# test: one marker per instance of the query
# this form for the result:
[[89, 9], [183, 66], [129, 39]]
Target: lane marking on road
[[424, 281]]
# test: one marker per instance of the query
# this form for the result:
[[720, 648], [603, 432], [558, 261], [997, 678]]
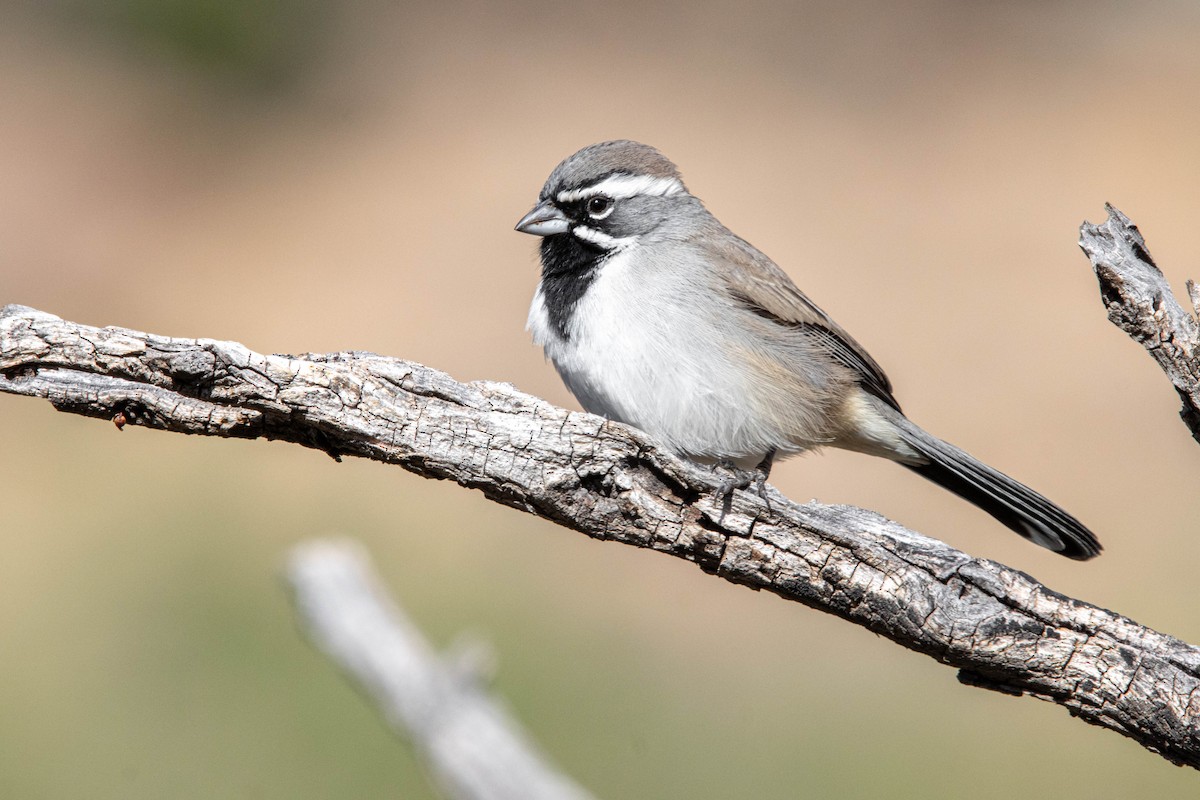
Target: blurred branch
[[1002, 629], [1140, 302], [474, 747]]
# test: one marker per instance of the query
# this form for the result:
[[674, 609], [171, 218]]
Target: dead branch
[[473, 746], [1140, 302], [999, 626]]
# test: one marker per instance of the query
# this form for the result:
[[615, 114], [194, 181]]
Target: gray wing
[[762, 288]]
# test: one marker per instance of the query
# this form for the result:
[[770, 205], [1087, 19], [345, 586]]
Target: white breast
[[641, 349]]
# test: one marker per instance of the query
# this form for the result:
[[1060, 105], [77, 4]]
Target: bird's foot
[[741, 479]]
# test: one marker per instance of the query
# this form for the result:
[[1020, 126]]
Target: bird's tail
[[1014, 504]]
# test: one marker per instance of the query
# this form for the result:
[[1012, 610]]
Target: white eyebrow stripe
[[619, 187]]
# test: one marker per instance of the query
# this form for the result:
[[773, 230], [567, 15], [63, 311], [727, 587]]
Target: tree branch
[[1002, 629], [473, 746], [1140, 302]]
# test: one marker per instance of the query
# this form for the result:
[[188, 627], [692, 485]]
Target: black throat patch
[[569, 266]]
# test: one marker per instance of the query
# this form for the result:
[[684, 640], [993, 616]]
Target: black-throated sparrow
[[658, 316]]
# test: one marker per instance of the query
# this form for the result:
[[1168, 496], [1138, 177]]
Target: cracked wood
[[1000, 627]]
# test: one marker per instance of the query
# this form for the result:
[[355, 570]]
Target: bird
[[658, 316]]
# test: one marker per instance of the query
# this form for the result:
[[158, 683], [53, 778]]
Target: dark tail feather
[[1014, 504]]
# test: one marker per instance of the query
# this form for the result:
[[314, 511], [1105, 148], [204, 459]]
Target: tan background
[[303, 178]]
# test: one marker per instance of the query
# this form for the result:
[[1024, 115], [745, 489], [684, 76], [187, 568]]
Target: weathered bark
[[473, 746], [1140, 302], [1002, 629]]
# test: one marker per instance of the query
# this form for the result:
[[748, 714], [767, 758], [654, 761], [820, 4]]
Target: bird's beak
[[545, 220]]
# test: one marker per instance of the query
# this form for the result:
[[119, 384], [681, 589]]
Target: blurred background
[[312, 176]]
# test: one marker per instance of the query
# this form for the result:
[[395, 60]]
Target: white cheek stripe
[[599, 239], [619, 187]]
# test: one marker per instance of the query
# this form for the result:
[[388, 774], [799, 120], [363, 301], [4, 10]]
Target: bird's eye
[[600, 206]]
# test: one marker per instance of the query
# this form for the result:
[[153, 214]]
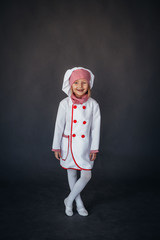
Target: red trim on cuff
[[94, 151], [56, 150]]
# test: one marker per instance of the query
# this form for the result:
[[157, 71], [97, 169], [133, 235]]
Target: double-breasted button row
[[84, 107], [74, 135]]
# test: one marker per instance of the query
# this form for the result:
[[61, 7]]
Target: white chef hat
[[66, 83]]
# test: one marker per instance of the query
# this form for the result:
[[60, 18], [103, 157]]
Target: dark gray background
[[118, 41]]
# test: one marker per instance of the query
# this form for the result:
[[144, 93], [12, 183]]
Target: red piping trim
[[71, 142], [65, 135], [64, 159]]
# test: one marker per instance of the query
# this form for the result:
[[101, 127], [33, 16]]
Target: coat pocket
[[65, 147]]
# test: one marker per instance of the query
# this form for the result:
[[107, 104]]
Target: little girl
[[77, 134]]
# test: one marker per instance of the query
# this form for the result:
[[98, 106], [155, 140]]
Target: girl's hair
[[88, 92]]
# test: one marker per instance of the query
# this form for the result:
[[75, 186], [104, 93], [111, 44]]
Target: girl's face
[[80, 87]]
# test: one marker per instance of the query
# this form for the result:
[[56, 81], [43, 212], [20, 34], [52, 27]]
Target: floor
[[34, 210]]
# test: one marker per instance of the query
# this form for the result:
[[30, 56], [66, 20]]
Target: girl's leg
[[78, 187], [72, 179]]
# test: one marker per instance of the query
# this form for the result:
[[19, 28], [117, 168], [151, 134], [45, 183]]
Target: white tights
[[76, 186]]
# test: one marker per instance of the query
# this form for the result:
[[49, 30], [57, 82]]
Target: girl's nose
[[80, 85]]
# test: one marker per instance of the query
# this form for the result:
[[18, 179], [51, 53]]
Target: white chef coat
[[77, 132]]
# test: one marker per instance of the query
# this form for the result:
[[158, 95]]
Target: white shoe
[[68, 210], [82, 211]]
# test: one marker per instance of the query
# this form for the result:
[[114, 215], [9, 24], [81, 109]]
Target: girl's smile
[[80, 87]]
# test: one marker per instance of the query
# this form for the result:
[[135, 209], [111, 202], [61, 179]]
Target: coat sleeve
[[59, 127], [95, 128]]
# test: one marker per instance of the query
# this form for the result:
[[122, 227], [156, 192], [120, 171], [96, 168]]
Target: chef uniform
[[77, 128]]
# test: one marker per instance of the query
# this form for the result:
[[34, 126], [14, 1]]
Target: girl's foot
[[82, 211], [68, 210]]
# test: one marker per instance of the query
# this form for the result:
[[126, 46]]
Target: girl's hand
★ ★ ★ ★ ★ ★ ★
EXERCISE TASK:
Reproduce the stretch from the start of the records through the line containing "[[762, 288]]", changing "dead branch" to "bare branch" and leaving everything else unchanged. Omit the pictures from your answer.

TASK ANSWER:
# test: one marker per instance of the query
# this form for the result:
[[89, 9], [183, 66], [129, 39]]
Target: lane marking on road
[[424, 281]]
# test: one marker per instance of the query
# this form for the result:
[[720, 648], [603, 432], [558, 261], [997, 678]]
Target: blurred branch
[[1002, 629], [1140, 302], [474, 747]]
# test: one marker per instance of the query
# this form for the result:
[[674, 609], [171, 218]]
Target: bare branch
[[473, 746], [1140, 302], [999, 626]]
# test: one marker per instance of the query
# this form for the result:
[[615, 114], [194, 181]]
Target: gray wing
[[762, 288]]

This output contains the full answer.